• Task description
What is the number of lines in the records below holding the string "wheel"? Reply with it and nothing else.

• The records
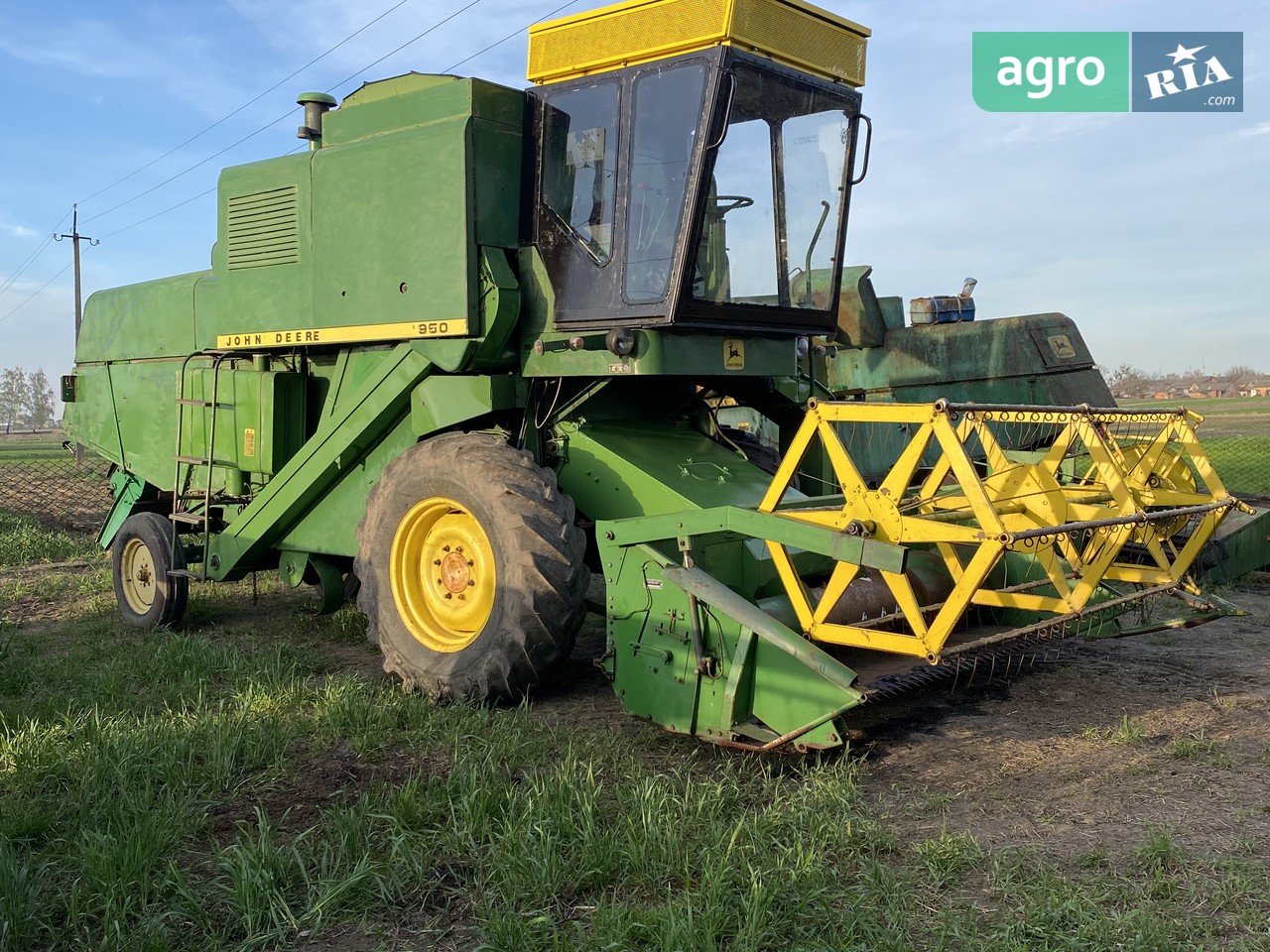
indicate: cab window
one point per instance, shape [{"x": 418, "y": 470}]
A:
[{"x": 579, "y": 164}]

==

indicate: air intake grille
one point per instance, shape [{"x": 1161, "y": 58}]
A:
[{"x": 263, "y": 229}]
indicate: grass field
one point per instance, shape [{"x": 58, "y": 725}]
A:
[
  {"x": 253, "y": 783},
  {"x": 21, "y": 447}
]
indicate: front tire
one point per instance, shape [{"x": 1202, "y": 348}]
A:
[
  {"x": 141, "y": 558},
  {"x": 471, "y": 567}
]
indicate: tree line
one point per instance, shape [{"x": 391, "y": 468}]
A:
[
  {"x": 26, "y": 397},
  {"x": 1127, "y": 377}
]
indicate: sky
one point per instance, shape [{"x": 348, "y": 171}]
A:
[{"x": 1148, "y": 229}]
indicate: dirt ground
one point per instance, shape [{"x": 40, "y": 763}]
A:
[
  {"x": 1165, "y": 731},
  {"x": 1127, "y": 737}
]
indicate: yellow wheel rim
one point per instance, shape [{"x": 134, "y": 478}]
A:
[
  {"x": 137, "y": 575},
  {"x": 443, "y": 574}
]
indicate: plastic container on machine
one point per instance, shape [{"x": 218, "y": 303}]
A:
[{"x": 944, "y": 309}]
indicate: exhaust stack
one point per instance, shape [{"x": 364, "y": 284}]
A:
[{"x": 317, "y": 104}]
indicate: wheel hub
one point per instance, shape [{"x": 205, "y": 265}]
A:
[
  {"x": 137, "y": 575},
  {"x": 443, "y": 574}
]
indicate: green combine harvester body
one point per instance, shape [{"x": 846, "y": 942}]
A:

--

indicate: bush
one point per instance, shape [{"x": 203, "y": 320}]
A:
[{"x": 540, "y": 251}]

• Answer box
2